Перечислите всех людей, названных по имени в примечании к главе 3, не считая молитвенных обращений в цитатах.

* [ИСХОДНЫЙ ТЕКСТ]:
--

Примечание к главе 3
Афанасий Никитин, тверской купец, видимо, побывал в Ост-Индии с торговыми целями. Он сопровождал Василия Папина, которого царь Иван III послал с подарком – кречетами для шаха Ширвана (сына Ахмада, последнего хана Сарая), и перед дальней дорогой Афанасий помолился о благополучном путешествии в Троицком монастыре на гробницах мучеников Бориса и Глеба. В Астрахани его схватили и ограбили татары, но потом по вмешательству Хасан-бека, посла Ширван-шаха, его отпустили, он проследовал в Баку, где, по его словам, горит огонь неугасимый (источники сырой нефти). Затем он пересек Каспийское море и отправился в Бухару; после того перешел персидские провинции, прибыл в Ормуз и оттуда поплыл в Чаул, город к югу от Бомбея. Его особенно печалила утрата молитвенников, которые у него украли в Астрахани, но тем не менее он усердно соблюдал все праздники и посты русской церкви, если ему удавалось узнать, на какой день они приходятся. «Господи Боже Вседержитель, Творец неба и земли! Не отврати лица от рабища твоего, ибо в скорби пребываю», – сетует Афанасий. Свою книгу он начинает так:
«За молитву святых отцов наших, Господи Иисусе Христе, Сыне Божий, помилуй меня, раба своего грешного Афанасия Никитина сына.

--

* [СОХРАНЁННЫЕ ДАННЫЕ]:
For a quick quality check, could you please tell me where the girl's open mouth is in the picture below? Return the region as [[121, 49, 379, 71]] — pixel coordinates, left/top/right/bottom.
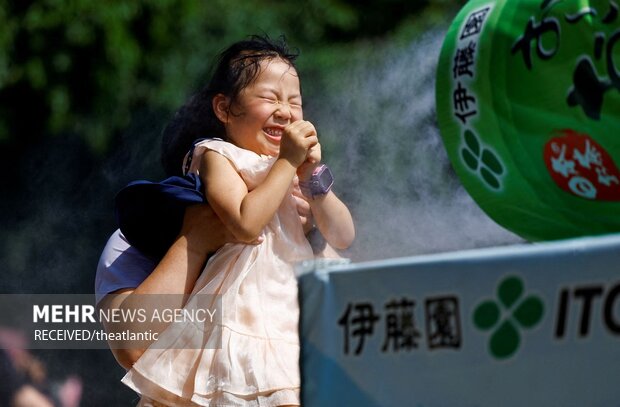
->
[[263, 127, 284, 143]]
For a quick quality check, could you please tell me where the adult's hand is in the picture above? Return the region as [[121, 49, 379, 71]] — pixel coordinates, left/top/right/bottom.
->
[[100, 204, 233, 369]]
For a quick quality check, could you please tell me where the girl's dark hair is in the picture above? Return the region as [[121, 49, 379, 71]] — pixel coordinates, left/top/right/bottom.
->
[[161, 35, 298, 176]]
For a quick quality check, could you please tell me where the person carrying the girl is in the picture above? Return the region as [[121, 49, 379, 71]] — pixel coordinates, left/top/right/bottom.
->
[[123, 36, 355, 406]]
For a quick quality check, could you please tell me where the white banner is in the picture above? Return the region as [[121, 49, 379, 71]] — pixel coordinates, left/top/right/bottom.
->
[[300, 234, 620, 407]]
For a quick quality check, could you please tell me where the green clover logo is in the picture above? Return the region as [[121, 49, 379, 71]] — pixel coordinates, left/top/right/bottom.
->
[[474, 276, 544, 359], [461, 130, 504, 190]]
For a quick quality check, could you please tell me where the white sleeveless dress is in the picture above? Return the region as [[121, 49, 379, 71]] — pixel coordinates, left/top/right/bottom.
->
[[123, 140, 313, 406]]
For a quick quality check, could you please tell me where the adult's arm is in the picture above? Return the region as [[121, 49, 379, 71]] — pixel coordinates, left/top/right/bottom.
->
[[99, 205, 232, 369]]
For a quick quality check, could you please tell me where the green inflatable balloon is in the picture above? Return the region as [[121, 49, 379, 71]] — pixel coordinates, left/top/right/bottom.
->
[[436, 0, 620, 240]]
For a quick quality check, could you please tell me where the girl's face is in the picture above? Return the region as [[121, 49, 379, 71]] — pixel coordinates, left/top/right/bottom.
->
[[219, 58, 303, 156]]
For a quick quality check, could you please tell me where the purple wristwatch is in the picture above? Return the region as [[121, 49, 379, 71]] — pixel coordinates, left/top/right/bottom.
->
[[299, 164, 334, 198]]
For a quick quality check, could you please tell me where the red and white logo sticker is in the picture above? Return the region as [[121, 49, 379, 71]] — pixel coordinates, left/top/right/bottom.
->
[[544, 129, 620, 201]]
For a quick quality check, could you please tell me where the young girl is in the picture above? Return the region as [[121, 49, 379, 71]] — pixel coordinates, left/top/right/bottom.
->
[[123, 37, 355, 406]]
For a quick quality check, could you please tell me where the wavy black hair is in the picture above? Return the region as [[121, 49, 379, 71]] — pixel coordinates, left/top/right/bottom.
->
[[161, 35, 299, 176]]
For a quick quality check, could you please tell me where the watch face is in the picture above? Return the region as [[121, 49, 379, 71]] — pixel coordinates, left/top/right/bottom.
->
[[317, 167, 334, 193]]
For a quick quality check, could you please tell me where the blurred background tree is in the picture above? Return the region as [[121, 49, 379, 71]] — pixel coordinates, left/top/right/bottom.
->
[[0, 0, 465, 406]]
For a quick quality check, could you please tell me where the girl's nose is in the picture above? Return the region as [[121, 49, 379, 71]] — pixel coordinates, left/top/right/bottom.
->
[[273, 102, 293, 120]]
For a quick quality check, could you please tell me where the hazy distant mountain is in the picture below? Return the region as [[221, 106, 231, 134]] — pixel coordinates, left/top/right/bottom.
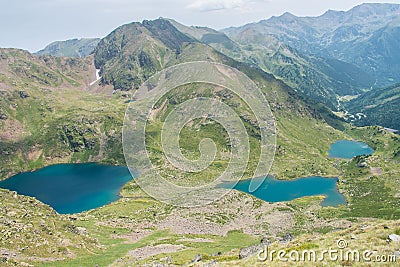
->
[[35, 38, 100, 57], [224, 4, 400, 87], [345, 84, 400, 130], [170, 20, 374, 109]]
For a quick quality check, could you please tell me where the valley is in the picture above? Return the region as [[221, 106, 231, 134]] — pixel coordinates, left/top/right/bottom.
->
[[0, 5, 400, 266]]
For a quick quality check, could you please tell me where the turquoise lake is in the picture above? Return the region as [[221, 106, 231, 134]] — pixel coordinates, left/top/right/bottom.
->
[[221, 176, 347, 207], [329, 140, 374, 159], [0, 163, 132, 214]]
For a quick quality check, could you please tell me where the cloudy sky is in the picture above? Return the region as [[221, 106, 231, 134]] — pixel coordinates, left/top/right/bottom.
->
[[0, 0, 400, 52]]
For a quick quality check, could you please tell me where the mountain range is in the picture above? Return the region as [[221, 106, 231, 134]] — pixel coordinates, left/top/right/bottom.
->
[[0, 5, 400, 266], [34, 4, 400, 128]]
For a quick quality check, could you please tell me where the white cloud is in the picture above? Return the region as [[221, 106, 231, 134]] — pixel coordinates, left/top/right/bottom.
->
[[186, 0, 269, 12]]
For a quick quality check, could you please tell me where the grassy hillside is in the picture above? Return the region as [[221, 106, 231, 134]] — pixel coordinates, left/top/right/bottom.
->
[[170, 20, 374, 110], [0, 49, 125, 179], [344, 84, 400, 130], [35, 38, 100, 58], [0, 21, 400, 266]]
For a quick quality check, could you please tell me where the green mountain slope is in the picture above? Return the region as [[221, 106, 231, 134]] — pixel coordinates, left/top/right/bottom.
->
[[0, 20, 400, 266], [35, 38, 100, 57], [171, 20, 374, 110], [345, 84, 400, 130], [224, 4, 400, 88], [0, 49, 124, 179]]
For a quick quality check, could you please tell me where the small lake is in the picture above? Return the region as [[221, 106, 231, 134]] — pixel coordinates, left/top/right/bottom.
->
[[221, 176, 347, 207], [328, 140, 374, 159], [0, 163, 132, 214]]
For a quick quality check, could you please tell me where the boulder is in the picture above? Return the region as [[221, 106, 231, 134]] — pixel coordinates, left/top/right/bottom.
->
[[389, 234, 400, 242], [19, 91, 29, 98], [239, 244, 266, 259], [191, 254, 203, 263]]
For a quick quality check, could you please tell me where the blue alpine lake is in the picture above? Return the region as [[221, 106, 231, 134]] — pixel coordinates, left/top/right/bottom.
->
[[221, 176, 347, 207], [329, 140, 374, 159], [0, 163, 132, 214]]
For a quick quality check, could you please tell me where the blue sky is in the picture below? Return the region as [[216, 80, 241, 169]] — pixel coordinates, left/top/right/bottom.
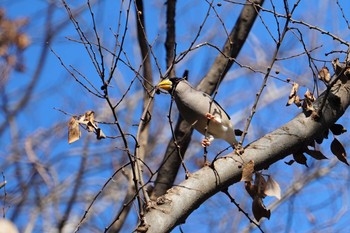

--

* [ПОЛЕ ОТВЕТА]:
Афанасий Никитин, Василий Папин, Иван III, Ахмад, Борис, Глеб, Хасан-бек.